* EXTRAIT DU TEXTE *
---+---
Cela permet de comprendre pourquoi
les attitudes du FMI et de la Banque Mondiale divergent à propos
d’un point capital à court terme : l’adoption ou non
par ces pays de mesures de contrôle des flux entrants de capitaux, qui
déstabilisent leur économie. Le premier n’y voit –
après avoir tenu un autre discours, avant que les Américains ne
prennent le mors aux dents – que l’expression normale du jeu du
marché, auquel il ne faut donc pas s’opposer. Naoyuki Shinohora, directeur
adjoint du FMI, a ainsi déclaré à Reuters qu’il
était « naturel et bienvenu » que les
capitaux se déplacent vers les économies à forte
croissance, et que les gouvernements ne devraient pas essayer
d’infléchir ces flux en intervenant, afin de poursuivre des
objectifs monétaires propres.
La Banque Mondiale émet
pour sa part de sérieuses réserves à ce raisonnement,
qui fait la part belle à la demande insistante que vient
également de formuler Tim Geithner, le
secrétaire d’Etat au Trésor US. Sévèrement
critiqué pour son interventionnisme, Robert Zoellick,
le président de la Banque Mondiale, a même déclaré
à propos des Japonais : « Je ne les appuie pas plus
que je ne les critique »… A propos de la Chine, il a
précisé : « J’ai dit que je croyais que
les Chinois devaient apprécier leur monnaie… Mais j’ai
aussi dit que je pensais que cette appréciation n’était
pas une panacée [a silver-bullet solution] ».
La palme de l’hypocrisie
revient sans nul doute au secrétaire d’Etat américain au
Trésor, qui vient de déclarer : « Il est
important que l’on voie à l’avenir davantage de progrès
de la part des plus grandes économies émergentes en direction
de systèmes de taux de change plus flexibles et suivant les
mécanismes du marché », les Américains
étant particulièrement bien placés pour donner des
leçons en raison de leur interventionnisme sur le dollar !
---+---
* ÉNONCÉ 1 *
Recopiez, dans les lignes de données, le passage qui va de la ligne contenant « Rules: pick out each instance of the person » jusqu'à la ligne contenant « [[241, 267]] », ces deux lignes comprises.
L'extrait et les lignes de données n'ont aucun lien entre eux.
---+---
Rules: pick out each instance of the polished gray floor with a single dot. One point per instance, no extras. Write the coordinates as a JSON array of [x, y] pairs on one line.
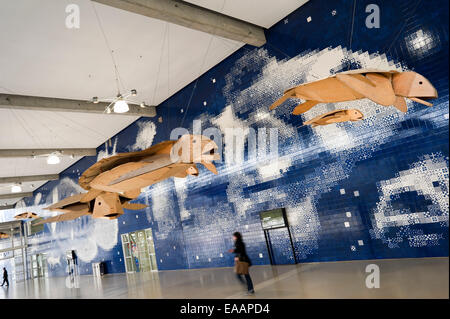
[[399, 278]]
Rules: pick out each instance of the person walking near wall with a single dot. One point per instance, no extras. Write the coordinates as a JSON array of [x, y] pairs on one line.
[[5, 277], [242, 262]]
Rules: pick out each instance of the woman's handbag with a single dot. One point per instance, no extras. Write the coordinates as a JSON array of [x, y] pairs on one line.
[[241, 267]]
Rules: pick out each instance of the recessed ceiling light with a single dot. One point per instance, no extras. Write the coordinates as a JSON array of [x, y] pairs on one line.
[[120, 106], [16, 188], [53, 159]]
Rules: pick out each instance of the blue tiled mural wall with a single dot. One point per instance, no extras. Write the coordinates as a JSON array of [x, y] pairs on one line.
[[377, 188]]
---+---
* ÉNONCÉ 2 *
Répondez aux questions suivantes d'après l'extrait sur le FMI et la Banque Mondiale.
(a) Quelle fonction Naoyuki Shinohora occupe-t-il ?
(b) Qui est le président de la Banque Mondiale ?
(c) À qui revient la palme de l'hypocrisie ?

* CORRIGÉ 1 *
Rules: pick out each instance of the person walking near wall with a single dot. One point per instance, no extras. Write the coordinates as a JSON array of [x, y] pairs on one line.
[[5, 277], [242, 262]]
Rules: pick out each instance of the woman's handbag with a single dot. One point per instance, no extras. Write the coordinates as a JSON array of [x, y] pairs on one line.
[[241, 267]]

* CORRIGÉ 2 *
(a) Il est directeur adjoint du FMI.
(b) C'est Robert Zoellick.
(c) Elle revient au secrétaire d'État américain au Trésor.